### TO-DO LIST
[1] In the passage on the sales team's constraint, how long were proposals taking before the manager stepped in?
[2] Reproduce the sales constraint passage word for word, from "Solve the right" to "during the silence.".
[3] Proceed with the passage on finding the constraint, writing on from its final sentence.

### TEXT SECTION
Solve the right problem by finding the constraint before you push harder
A regional sales team was 18% behind plan by mid‑quarter. The knee‑jerk response was “make more calls.” The manager paused and ran a short constraints review. On a whiteboard, she wrote “18% gap” and then listed five possible causes in two minutes: weak lead quality, slow follow‑up, shaky demos, unclear proposals, and poor closing. She asked the team, “What else is the problem?” five times. On the third pass, a rep admitted that their proposals were taking three days because the template was confusing and legal review unpredictable. Deals died during the silence.
The manager turned the bottleneck into a goal: “24‑hour proposal turnaround.” She pulled one rep for a day to streamline the template, negotiated a same‑day legal review window for standard terms, and created a two‑slide summary to send within an hour of the call. In seven days, turnaround time dropped from three days to one. Close rates rose by eight points because prospects finally felt momentum. The team still made calls, but fixing the constraint did more than working harder on the wrong thing.

Data entries:
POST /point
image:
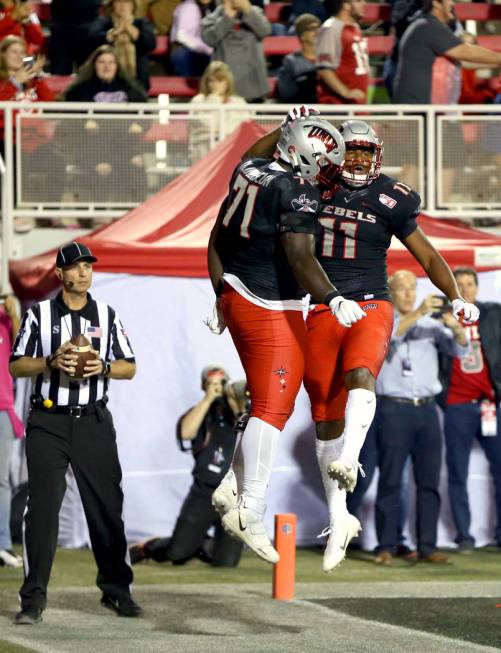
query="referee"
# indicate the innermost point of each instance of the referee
(69, 423)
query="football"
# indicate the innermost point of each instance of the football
(83, 349)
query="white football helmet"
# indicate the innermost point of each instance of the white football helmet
(314, 148)
(359, 134)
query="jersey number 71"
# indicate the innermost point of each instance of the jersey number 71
(242, 188)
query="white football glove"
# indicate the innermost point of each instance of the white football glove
(464, 312)
(298, 113)
(346, 311)
(216, 321)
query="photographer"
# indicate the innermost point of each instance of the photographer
(17, 18)
(209, 427)
(407, 416)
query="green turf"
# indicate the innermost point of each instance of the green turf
(76, 568)
(473, 619)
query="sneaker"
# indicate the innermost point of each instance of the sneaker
(246, 525)
(345, 473)
(340, 534)
(123, 606)
(225, 496)
(28, 616)
(9, 558)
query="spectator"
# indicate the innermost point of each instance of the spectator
(113, 162)
(189, 54)
(160, 13)
(235, 30)
(297, 76)
(217, 86)
(131, 37)
(23, 81)
(207, 430)
(474, 390)
(19, 19)
(427, 38)
(10, 425)
(102, 79)
(70, 31)
(342, 56)
(407, 415)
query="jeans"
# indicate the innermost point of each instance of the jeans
(461, 426)
(6, 442)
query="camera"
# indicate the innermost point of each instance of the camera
(445, 308)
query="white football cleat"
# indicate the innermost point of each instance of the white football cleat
(10, 559)
(224, 497)
(345, 473)
(246, 525)
(340, 535)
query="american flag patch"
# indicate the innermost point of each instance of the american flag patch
(387, 201)
(95, 332)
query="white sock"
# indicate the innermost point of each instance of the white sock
(259, 449)
(327, 451)
(359, 413)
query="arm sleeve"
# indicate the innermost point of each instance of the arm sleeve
(28, 338)
(120, 345)
(258, 22)
(329, 46)
(286, 83)
(446, 344)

### FINAL RESULTS
[1] Three days.

[2]
Solve the right problem by finding the constraint before you push harder
A regional sales team was 18% behind plan by mid‑quarter. The knee‑jerk response was “make more calls.” The manager paused and ran a short constraints review. On a whiteboard, she wrote “18% gap” and then listed five possible causes in two minutes: weak lead quality, slow follow‑up, shaky demos, unclear proposals, and poor closing. She asked the team, “What else is the problem?” five times. On the third pass, a rep admitted that their proposals were taking three days because the template was confusing and legal review unpredictable. Deals died during the silence.

[3]
A similar pattern shows up in schoolwork. One student kept missing essay deadlines. She assumed the fix was “write faster.” After five “what else” passes, she realized the block was not speed, it was uncertainty about expectations. She drafted a one‑page rubric from the assignment sheet and reviewed it with her teacher. The next draft took less time because she finally knew what “good” looked like.
This is the Theory of Constraints in plain clothes. Between you and any goal, one bottleneck sets the speed of progress. Identify it accurately, turn it into a goal, and focus resources there first. Asking “what else is the problem?” five times bypasses blame and reveals leverage. It’s not glamorous, but it’s what moves numbers.
State the shortfall without drama, then brainstorm five possible causes quickly. Now ask yourself or the team “what else is the problem?” five times to surface the real constraint. Turn that bottleneck into a clear target and push your best time and talent there for a focused week before you optimize anything else. You’ll feel momentum return when the wait time, confusion, or friction shrinks. Try a five‑minute drill today on one stubborn metric.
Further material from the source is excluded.